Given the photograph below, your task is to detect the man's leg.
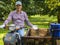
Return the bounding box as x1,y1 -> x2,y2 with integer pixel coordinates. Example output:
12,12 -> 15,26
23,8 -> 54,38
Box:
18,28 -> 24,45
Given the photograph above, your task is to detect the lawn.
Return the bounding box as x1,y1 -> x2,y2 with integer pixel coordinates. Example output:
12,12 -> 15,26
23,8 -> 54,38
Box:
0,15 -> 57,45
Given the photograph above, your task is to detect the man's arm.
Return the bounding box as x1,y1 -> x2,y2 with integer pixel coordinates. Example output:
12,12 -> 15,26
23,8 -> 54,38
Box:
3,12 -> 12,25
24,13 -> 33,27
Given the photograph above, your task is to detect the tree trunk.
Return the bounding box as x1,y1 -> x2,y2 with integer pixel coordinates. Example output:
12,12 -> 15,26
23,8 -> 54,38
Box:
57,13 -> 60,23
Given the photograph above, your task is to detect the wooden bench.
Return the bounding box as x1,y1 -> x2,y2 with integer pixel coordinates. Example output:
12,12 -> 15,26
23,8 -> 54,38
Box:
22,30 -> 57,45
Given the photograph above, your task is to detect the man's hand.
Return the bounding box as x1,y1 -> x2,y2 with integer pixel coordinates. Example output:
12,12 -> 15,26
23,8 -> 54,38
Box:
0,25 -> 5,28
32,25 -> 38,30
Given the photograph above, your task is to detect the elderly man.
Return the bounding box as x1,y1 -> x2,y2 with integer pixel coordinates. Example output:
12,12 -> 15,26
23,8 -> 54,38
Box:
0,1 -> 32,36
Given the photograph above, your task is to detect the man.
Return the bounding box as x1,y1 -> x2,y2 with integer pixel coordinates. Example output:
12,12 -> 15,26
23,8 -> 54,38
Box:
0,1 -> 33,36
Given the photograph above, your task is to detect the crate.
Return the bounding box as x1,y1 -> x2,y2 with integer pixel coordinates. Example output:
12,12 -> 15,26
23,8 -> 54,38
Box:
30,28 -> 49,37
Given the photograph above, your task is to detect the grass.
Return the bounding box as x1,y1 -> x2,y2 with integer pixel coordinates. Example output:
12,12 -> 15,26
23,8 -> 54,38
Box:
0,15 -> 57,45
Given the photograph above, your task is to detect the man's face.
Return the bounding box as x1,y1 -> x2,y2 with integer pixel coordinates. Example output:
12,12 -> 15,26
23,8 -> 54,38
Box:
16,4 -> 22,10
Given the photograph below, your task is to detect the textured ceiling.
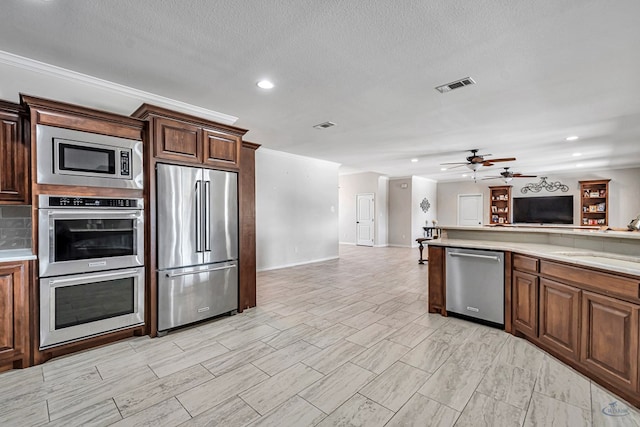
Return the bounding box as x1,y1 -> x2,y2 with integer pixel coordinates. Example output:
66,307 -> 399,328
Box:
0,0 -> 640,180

--------------------------------

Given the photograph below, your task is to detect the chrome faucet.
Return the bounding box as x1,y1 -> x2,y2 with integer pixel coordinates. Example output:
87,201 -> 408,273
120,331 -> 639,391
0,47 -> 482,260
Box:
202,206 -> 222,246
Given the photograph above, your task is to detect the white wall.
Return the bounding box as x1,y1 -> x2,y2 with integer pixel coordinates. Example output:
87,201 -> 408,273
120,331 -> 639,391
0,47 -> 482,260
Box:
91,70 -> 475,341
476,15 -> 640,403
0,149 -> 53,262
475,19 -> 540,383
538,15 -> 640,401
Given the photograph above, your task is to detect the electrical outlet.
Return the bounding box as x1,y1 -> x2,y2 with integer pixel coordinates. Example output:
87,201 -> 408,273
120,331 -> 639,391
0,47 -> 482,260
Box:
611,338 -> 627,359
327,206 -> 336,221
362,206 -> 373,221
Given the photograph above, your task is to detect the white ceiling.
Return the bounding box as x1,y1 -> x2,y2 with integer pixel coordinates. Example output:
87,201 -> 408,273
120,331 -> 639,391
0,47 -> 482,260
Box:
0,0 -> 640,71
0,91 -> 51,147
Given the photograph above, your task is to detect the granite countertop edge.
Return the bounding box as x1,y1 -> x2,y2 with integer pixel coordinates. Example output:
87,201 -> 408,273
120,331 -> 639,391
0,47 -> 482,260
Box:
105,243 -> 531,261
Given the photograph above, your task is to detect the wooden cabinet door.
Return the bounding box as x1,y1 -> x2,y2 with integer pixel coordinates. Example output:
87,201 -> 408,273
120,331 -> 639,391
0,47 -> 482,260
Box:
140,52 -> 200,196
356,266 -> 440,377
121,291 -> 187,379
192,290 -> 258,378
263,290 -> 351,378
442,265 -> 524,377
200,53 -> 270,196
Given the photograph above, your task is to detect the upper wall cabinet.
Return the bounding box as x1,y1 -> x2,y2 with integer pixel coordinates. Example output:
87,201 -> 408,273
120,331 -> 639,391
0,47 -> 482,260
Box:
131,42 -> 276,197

--------------------------------

## TO BE DONE
Give the part of the items that opens with the line containing "Given the photograph below, your task is to detect the man's" and closes with the line containing "18,28 -> 24,45" as a Markdown table with the columns "Row" and "Line," omitting blank lines and leaving the pictures out.

## ANSWER FOR THE TASK
| Row | Line |
|---|---|
| 1 | Given the photograph below, your task is to detect the man's leg. |
| 2 | Return the bounding box as x1,y1 -> x2,y2 with integer pixel coordinates. Example output: |
| 3 | 12,12 -> 15,26 |
| 4 | 23,8 -> 54,38 |
| 5 | Box: |
| 6 | 18,28 -> 24,45 |